## Task list
- A) Answer these questions using the text on acrylamide:
(i) What was Mucci's first study widely called?
(ii) According to Mucci, obesity is associated with an increased risk of what?
(iii) What kinds of food would people have to resign themselves to eating to remove acrylamide from their diets?
- B) Pick up the text on acrylamide after its final sentence and keep writing.

## Source passage
——————
When epidemiologist Mucci’s first study came out, finding no link between dietary acrylamide and cancer, it was widely called the French fries study. ’People came out saying: ’’French fries are good for you,’’’ recalls Mucci. ’It was really hard to get the public health message out that acrylamide in the diet in the amount that’s consumed doesn’t appear to be related to cancer. However, fried foods are still associated with a higher risk of obesity and we know that this is an incredibly important public health problem. We know that obesity is associated with an increased risk of cancer. Reducing obesity would be an important way to reduce cancer in the population.’  

So why exactly is industry ploughing so much money and effort into acrylamide research? Ask anyone in industry and they seem shocked at the question. They are almost unquestioningly following recommendations from bodies like the World Health Organisation.  

There is still the possibility that acrylamide could be shown to be harmful. After all, we are all exposed to the chemical at some level. Removing it from our diets would be nigh on impossible, unless we resign ourselves to eating bland and uncooked foods. Although perhaps a bland food future could go some 
way to helping solve the global obesity crisis.
——————
## Given data

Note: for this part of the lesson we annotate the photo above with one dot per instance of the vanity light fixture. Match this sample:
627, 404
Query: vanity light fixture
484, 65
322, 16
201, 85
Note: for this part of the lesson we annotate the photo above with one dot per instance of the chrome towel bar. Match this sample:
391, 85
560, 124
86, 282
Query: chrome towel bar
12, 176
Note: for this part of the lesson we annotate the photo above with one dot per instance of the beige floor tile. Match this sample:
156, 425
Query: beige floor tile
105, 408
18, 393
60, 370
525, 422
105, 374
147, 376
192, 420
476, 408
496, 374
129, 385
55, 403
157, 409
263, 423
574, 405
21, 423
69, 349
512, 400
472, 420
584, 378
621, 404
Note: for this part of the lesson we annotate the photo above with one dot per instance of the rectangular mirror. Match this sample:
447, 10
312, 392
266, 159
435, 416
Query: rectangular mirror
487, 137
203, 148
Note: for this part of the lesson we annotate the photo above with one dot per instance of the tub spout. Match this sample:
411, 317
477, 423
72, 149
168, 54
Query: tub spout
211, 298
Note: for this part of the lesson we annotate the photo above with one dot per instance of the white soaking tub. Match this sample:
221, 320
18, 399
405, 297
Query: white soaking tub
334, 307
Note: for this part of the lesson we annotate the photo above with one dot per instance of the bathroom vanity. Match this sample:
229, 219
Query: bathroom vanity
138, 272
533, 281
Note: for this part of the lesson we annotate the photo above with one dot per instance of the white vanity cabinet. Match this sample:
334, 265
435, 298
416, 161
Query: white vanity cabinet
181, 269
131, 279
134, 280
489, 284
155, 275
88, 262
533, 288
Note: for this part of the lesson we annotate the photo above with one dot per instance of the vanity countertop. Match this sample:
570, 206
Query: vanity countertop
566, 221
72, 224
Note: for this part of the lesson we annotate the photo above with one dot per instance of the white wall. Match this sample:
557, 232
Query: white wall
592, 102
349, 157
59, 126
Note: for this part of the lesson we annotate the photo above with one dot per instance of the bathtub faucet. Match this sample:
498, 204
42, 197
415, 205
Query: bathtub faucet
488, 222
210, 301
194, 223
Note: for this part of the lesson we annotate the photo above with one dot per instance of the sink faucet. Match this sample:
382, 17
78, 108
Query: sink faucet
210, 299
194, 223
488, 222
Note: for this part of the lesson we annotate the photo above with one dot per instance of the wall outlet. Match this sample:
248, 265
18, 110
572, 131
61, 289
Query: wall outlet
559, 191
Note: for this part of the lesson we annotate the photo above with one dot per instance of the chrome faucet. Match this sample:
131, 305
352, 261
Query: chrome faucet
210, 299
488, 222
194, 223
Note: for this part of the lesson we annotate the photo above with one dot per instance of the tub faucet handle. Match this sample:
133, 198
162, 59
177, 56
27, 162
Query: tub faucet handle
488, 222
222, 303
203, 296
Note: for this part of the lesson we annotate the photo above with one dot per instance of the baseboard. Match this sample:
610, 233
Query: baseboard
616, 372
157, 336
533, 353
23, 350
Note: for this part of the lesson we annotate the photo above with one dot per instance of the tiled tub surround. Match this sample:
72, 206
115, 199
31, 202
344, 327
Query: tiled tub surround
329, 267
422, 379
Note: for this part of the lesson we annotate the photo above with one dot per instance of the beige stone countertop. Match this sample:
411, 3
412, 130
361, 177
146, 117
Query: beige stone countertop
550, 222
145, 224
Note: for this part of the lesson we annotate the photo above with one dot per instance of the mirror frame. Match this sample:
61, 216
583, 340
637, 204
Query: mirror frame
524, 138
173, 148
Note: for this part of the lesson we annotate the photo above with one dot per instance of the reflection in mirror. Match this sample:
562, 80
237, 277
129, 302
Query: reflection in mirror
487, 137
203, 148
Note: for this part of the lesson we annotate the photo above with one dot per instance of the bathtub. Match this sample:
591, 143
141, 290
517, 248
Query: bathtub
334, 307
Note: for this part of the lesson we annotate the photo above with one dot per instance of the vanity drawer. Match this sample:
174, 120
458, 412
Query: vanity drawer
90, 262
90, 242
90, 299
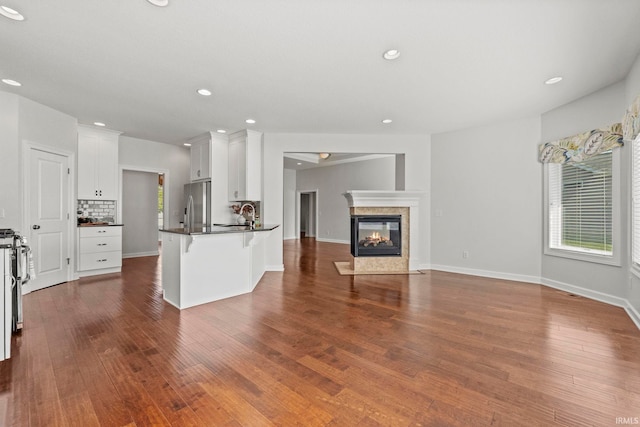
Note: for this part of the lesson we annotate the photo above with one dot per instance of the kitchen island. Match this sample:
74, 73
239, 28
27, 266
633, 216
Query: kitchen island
205, 264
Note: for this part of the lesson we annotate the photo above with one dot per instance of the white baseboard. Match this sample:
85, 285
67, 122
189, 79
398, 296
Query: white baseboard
487, 273
343, 242
633, 313
140, 254
587, 293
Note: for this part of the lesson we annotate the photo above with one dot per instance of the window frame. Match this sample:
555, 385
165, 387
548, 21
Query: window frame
580, 255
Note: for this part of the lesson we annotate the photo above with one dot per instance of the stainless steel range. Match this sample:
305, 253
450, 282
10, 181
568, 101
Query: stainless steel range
16, 269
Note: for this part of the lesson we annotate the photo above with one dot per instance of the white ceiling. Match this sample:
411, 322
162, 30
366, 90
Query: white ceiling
313, 66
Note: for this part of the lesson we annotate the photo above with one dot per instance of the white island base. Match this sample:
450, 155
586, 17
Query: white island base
201, 268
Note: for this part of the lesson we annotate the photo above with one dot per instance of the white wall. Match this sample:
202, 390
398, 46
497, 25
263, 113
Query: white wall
632, 90
139, 213
604, 282
10, 200
173, 161
417, 163
332, 181
289, 205
486, 200
22, 120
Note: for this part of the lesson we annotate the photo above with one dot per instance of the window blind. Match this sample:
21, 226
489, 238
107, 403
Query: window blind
580, 205
635, 200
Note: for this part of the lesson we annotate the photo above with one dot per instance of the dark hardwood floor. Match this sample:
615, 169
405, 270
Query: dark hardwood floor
311, 347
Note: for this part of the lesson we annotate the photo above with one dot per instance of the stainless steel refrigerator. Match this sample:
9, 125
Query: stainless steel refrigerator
197, 204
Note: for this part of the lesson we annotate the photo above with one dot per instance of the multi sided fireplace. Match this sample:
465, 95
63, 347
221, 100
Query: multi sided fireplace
376, 235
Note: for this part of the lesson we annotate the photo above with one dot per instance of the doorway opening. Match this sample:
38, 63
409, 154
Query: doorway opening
307, 214
144, 196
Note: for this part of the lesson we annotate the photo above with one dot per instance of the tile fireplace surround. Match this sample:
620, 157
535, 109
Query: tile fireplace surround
405, 203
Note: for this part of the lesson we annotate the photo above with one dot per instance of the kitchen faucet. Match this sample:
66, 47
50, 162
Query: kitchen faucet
252, 221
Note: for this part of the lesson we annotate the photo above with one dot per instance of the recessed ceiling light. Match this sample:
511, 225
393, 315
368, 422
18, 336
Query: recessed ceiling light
159, 3
11, 13
553, 80
391, 54
11, 82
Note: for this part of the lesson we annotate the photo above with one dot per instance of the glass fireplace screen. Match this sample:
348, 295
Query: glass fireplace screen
376, 235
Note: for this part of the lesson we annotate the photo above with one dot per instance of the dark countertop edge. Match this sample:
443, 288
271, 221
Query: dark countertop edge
99, 225
220, 230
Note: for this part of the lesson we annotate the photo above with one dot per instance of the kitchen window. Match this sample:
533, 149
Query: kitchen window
582, 209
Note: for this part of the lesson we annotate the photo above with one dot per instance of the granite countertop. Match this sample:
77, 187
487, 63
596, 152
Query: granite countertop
99, 224
220, 229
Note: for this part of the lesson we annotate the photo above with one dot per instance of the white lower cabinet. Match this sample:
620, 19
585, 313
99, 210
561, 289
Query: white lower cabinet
100, 250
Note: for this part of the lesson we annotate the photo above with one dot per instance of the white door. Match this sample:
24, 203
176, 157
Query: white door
48, 192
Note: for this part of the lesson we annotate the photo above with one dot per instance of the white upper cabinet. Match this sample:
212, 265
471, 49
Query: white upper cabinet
245, 166
97, 163
200, 157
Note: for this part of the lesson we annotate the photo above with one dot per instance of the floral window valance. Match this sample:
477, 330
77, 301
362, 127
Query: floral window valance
582, 146
631, 121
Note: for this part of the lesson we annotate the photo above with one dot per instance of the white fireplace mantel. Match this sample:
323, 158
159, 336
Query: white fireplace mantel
375, 198
384, 199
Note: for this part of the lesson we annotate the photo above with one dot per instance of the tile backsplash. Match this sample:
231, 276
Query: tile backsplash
102, 210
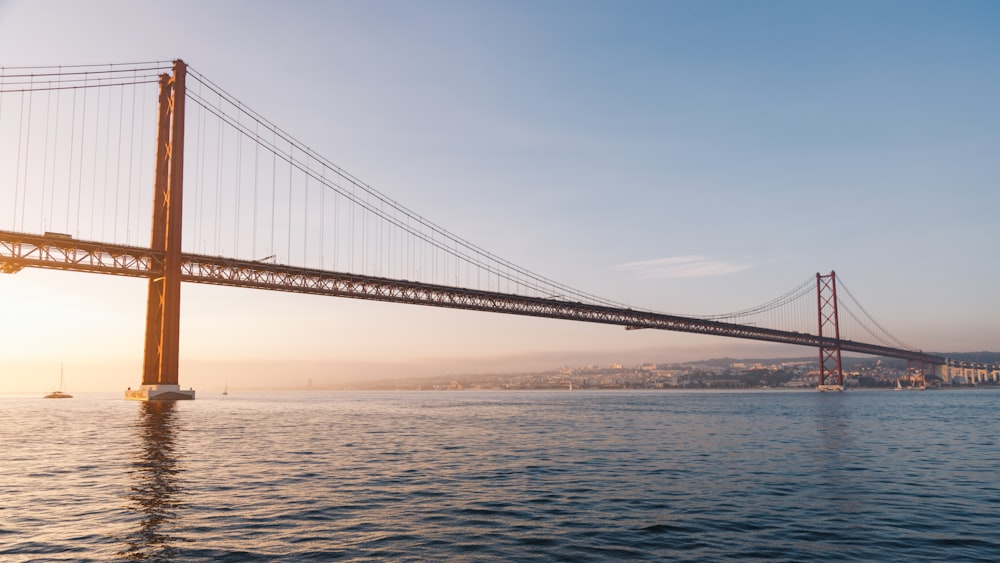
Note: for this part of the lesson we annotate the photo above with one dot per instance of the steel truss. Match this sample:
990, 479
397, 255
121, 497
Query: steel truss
19, 251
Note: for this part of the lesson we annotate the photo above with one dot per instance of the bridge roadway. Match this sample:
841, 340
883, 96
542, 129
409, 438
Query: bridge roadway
61, 252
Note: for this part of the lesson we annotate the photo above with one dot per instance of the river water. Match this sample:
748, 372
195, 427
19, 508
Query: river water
501, 476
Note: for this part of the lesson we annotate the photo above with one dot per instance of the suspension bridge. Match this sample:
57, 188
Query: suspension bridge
263, 210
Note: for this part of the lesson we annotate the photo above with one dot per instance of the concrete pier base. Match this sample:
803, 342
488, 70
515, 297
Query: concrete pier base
160, 393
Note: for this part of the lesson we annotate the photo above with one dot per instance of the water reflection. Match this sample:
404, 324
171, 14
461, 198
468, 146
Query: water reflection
154, 494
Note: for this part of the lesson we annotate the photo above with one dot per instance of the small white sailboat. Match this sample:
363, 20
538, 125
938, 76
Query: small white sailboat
59, 394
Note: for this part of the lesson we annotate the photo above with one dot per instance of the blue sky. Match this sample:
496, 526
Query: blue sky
691, 157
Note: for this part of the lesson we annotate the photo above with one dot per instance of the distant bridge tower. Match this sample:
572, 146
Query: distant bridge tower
831, 376
163, 310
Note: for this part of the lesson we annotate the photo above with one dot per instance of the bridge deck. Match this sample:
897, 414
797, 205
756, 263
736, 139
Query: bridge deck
19, 250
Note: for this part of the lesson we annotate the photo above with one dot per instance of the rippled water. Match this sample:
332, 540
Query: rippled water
582, 476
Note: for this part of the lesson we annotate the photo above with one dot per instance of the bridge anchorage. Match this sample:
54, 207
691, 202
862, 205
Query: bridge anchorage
427, 264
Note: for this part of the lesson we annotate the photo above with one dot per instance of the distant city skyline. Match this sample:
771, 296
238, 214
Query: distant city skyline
693, 158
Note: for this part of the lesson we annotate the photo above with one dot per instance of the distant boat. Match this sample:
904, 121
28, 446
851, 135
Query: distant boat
59, 394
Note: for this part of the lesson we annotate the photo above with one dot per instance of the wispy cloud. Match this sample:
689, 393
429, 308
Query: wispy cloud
682, 267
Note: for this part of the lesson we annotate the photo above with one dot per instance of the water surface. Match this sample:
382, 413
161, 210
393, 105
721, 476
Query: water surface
583, 476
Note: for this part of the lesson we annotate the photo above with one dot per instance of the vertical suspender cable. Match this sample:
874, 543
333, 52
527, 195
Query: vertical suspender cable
72, 150
45, 158
256, 174
239, 186
118, 161
131, 163
27, 151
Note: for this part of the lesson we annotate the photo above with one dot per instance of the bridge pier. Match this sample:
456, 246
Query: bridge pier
163, 308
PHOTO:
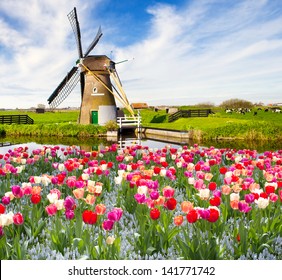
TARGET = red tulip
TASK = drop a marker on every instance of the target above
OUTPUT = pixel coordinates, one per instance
(171, 203)
(18, 219)
(35, 198)
(155, 213)
(192, 216)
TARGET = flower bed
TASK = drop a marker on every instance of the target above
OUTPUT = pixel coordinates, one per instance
(140, 203)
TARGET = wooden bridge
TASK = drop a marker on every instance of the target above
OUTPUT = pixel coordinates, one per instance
(189, 114)
(18, 119)
(129, 123)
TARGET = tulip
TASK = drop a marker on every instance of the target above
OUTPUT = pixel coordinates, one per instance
(107, 224)
(51, 209)
(155, 213)
(192, 216)
(18, 219)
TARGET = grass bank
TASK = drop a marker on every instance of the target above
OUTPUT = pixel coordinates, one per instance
(262, 126)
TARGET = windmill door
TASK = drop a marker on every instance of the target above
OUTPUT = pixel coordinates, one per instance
(94, 117)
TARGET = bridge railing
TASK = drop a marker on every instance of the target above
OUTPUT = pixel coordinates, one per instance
(129, 122)
(189, 114)
(18, 119)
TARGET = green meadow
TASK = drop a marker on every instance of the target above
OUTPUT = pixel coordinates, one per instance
(220, 125)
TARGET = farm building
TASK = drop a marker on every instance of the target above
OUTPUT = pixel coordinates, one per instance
(139, 106)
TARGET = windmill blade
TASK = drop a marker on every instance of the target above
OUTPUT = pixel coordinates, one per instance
(94, 42)
(72, 16)
(82, 84)
(64, 88)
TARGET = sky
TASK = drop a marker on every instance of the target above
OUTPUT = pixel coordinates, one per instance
(179, 52)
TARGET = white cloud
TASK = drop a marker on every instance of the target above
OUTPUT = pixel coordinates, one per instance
(204, 51)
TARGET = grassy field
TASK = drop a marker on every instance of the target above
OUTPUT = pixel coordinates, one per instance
(220, 125)
(262, 126)
(58, 124)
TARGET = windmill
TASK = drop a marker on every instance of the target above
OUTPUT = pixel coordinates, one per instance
(95, 74)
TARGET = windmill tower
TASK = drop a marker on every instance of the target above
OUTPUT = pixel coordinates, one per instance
(95, 73)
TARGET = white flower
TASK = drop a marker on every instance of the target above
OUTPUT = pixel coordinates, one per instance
(162, 159)
(128, 168)
(6, 219)
(45, 181)
(191, 180)
(271, 185)
(204, 194)
(59, 204)
(19, 169)
(10, 194)
(118, 180)
(25, 185)
(91, 183)
(262, 202)
(234, 196)
(238, 159)
(37, 179)
(61, 167)
(179, 164)
(104, 166)
(142, 190)
(84, 176)
(110, 240)
(98, 188)
(52, 197)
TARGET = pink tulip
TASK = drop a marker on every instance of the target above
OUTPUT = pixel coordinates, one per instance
(18, 219)
(51, 209)
(108, 224)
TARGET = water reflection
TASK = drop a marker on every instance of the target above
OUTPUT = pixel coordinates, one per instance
(96, 143)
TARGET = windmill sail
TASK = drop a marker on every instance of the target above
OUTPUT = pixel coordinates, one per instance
(64, 88)
(94, 42)
(72, 16)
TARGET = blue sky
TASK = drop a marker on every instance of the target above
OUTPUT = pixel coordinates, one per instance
(179, 52)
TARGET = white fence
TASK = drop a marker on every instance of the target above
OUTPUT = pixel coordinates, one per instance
(129, 122)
——————
## Task-by-task answers
- A)
(i) The French fries study.
(ii) Cancer.
(iii) Bland and uncooked foods.

- B)
Further Reading

D Mottram et al  and R Stadleret al, Nature, 2002, 419, 448 and 449
R Stadler et al J. Agric. Food Chem., 2004, 52, 5550 
M Granvogl and P Schieberle, J. Agric. Food Chem., 2006, 54, 5933  

Acrylamide action 

Until food authorities are satisfied that there is no link between dietary acrylamide and cancer, they will continue to monitor and curb acrylamide levels.  

The Food and Agricultural Organisation (FAO) and the World Health Organisation (WHO) have been involved in the risk assessment of acrylamide from the start. In 2005, the joint FAO/WHO expert committee on food additives and contaminants reported that acrylamide may be a ’human health concern’. The experts recommended that efforts to reduce acrylamide levels in foods should continue. ’We take this recommendation very seriously,’ says Richard Stadler, quality manager at Nestl? Product Technology Centre in Orbe, Switzerland.  

In Europe, Germany currently takes the toughest stance on acrylamide. Its food safety authority has introduced a ’minimisation principle’, which recommends that companies producing foods with acrylamide levels in the top 10 per cent in a food category reduce levels as much as possible. Using monitoring data, it contacts industries producing products with high acrylamide concentrations. The authority periodically recalculates and reduces recommended acrylamide levels. The system has its drawbacks, as Stadler points out. ’At a certain point in time, you’re going to reach a platform where you have picked all the low hanging fruits and you can’t go any further,’ he says.  

The European Commission has been involved in monitoring acrylamide levels through various groups. In 2002, the Joint Research Centre (JRC) began to set up quality control measures to check the reliability of data on acrylamide in foods.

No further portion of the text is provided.